◆ Description of the task
Find the line containing "of the racket" in the entries below. Restate it and each line after it, word for word, up to and including the line containing "of the hsbc".
══════════════════════════════
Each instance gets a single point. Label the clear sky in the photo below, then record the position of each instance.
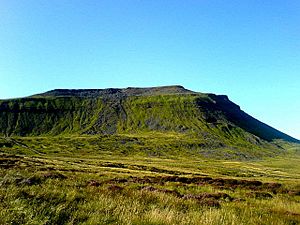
(246, 49)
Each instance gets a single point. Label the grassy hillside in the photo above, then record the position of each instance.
(53, 180)
(191, 122)
(162, 155)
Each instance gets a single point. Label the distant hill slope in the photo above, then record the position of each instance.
(134, 110)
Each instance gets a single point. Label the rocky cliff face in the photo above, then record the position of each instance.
(111, 111)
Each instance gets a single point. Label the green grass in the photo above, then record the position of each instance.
(96, 180)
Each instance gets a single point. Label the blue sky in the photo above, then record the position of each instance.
(247, 49)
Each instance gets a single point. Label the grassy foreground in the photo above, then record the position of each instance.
(52, 181)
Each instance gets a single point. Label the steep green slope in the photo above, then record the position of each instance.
(210, 121)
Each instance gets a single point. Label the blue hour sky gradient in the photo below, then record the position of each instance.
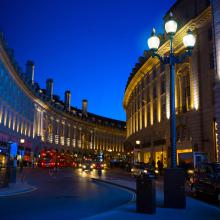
(86, 46)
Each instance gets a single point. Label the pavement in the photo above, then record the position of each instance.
(126, 208)
(16, 189)
(194, 208)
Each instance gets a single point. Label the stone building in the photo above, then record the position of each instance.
(146, 98)
(43, 120)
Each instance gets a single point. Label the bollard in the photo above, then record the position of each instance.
(145, 195)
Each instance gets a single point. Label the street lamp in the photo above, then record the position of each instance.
(174, 191)
(22, 146)
(189, 41)
(138, 143)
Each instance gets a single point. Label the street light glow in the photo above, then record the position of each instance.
(171, 25)
(153, 41)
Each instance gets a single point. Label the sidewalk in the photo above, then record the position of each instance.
(194, 209)
(16, 189)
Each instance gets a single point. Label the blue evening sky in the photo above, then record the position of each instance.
(86, 46)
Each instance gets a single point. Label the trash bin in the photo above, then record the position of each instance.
(145, 195)
(174, 188)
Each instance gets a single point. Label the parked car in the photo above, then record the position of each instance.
(139, 169)
(47, 163)
(98, 165)
(206, 179)
(86, 166)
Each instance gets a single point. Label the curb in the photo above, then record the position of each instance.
(114, 184)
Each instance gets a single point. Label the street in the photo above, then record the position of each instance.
(69, 194)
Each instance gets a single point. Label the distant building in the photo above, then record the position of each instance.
(146, 98)
(44, 121)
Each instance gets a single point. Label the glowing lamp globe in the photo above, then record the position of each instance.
(153, 41)
(189, 40)
(171, 25)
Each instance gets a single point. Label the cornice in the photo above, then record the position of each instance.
(201, 20)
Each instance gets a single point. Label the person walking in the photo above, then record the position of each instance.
(160, 166)
(21, 171)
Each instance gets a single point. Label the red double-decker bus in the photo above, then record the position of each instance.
(47, 159)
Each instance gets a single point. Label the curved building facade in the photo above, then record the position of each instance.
(43, 120)
(146, 98)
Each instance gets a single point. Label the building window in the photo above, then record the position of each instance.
(154, 90)
(210, 34)
(163, 84)
(155, 112)
(154, 74)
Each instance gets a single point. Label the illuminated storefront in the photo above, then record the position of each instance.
(146, 98)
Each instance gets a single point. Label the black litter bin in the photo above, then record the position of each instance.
(145, 195)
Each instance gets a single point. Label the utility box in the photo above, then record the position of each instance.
(145, 195)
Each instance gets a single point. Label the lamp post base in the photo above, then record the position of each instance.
(174, 188)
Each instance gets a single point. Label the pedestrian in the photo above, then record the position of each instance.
(153, 163)
(160, 166)
(21, 171)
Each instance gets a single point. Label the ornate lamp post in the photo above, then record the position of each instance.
(174, 188)
(189, 41)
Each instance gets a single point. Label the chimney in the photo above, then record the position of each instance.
(67, 99)
(84, 107)
(30, 71)
(49, 88)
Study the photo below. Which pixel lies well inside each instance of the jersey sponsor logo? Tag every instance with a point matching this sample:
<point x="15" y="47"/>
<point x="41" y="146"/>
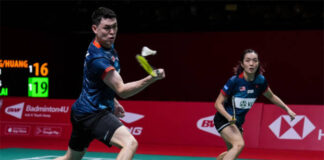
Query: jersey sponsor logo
<point x="131" y="118"/>
<point x="15" y="110"/>
<point x="206" y="124"/>
<point x="298" y="129"/>
<point x="250" y="91"/>
<point x="243" y="103"/>
<point x="242" y="88"/>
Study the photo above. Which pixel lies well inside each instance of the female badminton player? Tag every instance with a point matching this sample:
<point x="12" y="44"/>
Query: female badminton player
<point x="236" y="99"/>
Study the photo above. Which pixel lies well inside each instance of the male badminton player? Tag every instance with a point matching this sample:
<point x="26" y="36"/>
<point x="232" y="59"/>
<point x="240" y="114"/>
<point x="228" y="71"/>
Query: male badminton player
<point x="236" y="99"/>
<point x="95" y="114"/>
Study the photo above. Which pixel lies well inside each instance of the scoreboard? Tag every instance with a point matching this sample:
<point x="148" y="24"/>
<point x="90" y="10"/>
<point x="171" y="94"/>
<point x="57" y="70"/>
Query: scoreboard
<point x="24" y="77"/>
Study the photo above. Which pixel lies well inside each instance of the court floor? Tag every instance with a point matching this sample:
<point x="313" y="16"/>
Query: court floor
<point x="37" y="154"/>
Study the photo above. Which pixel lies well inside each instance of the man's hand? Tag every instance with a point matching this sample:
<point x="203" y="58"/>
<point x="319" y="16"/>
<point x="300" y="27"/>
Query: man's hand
<point x="292" y="114"/>
<point x="160" y="73"/>
<point x="119" y="110"/>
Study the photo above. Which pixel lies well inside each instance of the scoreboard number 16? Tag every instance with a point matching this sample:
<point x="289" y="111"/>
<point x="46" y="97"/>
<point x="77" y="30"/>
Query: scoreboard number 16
<point x="38" y="87"/>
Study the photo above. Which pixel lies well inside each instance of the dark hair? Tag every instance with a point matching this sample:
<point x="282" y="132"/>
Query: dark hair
<point x="102" y="12"/>
<point x="238" y="68"/>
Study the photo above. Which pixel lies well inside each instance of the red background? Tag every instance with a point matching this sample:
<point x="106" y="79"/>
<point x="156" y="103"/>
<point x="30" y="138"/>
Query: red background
<point x="174" y="123"/>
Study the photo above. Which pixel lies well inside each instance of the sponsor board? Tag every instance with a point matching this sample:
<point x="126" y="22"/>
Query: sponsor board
<point x="48" y="131"/>
<point x="17" y="130"/>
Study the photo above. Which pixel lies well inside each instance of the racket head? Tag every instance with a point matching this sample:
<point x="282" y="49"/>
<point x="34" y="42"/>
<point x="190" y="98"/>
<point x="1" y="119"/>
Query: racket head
<point x="146" y="66"/>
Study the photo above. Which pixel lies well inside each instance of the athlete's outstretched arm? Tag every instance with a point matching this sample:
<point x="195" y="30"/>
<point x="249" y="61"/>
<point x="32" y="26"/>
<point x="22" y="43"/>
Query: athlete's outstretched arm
<point x="125" y="90"/>
<point x="277" y="101"/>
<point x="219" y="105"/>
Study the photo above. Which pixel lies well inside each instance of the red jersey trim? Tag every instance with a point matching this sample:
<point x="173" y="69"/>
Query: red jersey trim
<point x="106" y="71"/>
<point x="223" y="92"/>
<point x="241" y="75"/>
<point x="95" y="43"/>
<point x="266" y="90"/>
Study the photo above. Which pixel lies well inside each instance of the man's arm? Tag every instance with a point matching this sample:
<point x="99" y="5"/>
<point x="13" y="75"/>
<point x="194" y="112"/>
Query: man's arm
<point x="125" y="90"/>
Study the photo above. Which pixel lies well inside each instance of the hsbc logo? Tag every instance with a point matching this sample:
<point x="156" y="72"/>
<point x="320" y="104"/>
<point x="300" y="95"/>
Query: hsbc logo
<point x="206" y="124"/>
<point x="15" y="110"/>
<point x="131" y="118"/>
<point x="297" y="129"/>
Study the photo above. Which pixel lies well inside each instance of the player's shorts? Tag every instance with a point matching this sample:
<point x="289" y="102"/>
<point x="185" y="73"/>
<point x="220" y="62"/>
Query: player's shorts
<point x="101" y="126"/>
<point x="221" y="122"/>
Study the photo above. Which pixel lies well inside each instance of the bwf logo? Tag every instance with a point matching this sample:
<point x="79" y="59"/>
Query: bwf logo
<point x="130" y="118"/>
<point x="15" y="110"/>
<point x="207" y="124"/>
<point x="297" y="129"/>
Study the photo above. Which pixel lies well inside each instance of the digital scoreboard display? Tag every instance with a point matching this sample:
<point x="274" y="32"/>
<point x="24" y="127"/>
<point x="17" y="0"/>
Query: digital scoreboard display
<point x="24" y="78"/>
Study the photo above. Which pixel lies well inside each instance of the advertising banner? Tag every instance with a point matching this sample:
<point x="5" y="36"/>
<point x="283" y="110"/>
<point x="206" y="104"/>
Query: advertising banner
<point x="171" y="123"/>
<point x="306" y="132"/>
<point x="35" y="117"/>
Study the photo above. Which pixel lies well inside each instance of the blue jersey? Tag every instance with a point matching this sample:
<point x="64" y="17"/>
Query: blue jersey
<point x="95" y="94"/>
<point x="242" y="94"/>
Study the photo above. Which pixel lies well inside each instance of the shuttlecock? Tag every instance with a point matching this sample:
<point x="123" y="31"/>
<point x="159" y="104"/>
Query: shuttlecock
<point x="146" y="51"/>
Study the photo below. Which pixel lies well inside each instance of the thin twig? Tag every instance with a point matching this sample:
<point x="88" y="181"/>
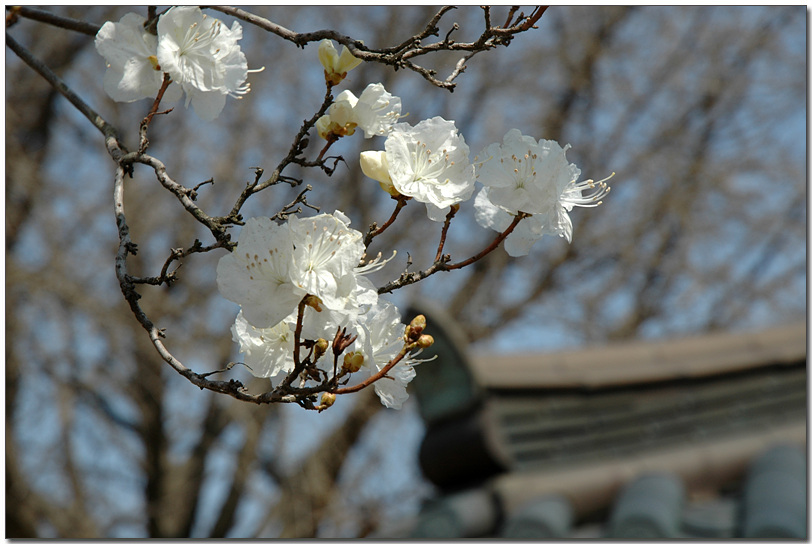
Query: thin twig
<point x="111" y="135"/>
<point x="373" y="232"/>
<point x="56" y="20"/>
<point x="447" y="223"/>
<point x="375" y="377"/>
<point x="408" y="278"/>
══════════════════════════════
◆ Exercise solution
Study the photo above. Which pixel lies well inside each instance of the racket head? Tag every instance with a point matching this sample:
<point x="282" y="49"/>
<point x="34" y="42"/>
<point x="190" y="98"/>
<point x="1" y="119"/>
Query: racket head
<point x="146" y="66"/>
Study the photo above. Which pixel lies well inside each instance of the athlete's outstretched arm? Tag every instance with a point matching this sample:
<point x="195" y="30"/>
<point x="249" y="61"/>
<point x="32" y="26"/>
<point x="22" y="43"/>
Query: athlete's outstretched arm
<point x="125" y="90"/>
<point x="277" y="101"/>
<point x="219" y="105"/>
Study the photo above. Which pixel lies well inside each instance of the red jersey trim? Tag every instance with a point matching this sample:
<point x="173" y="69"/>
Query: red jersey trim
<point x="106" y="71"/>
<point x="223" y="92"/>
<point x="241" y="75"/>
<point x="95" y="43"/>
<point x="266" y="90"/>
Study the photo above. Which pixel lies well inside each instance of the man's arm? Tag every instance with a point matching this sample:
<point x="99" y="5"/>
<point x="13" y="75"/>
<point x="194" y="112"/>
Query: man's arm
<point x="125" y="90"/>
Study the photo above. Which pixel lies well inside each instance of the hsbc logo? Tag every instance with a point matching this sample:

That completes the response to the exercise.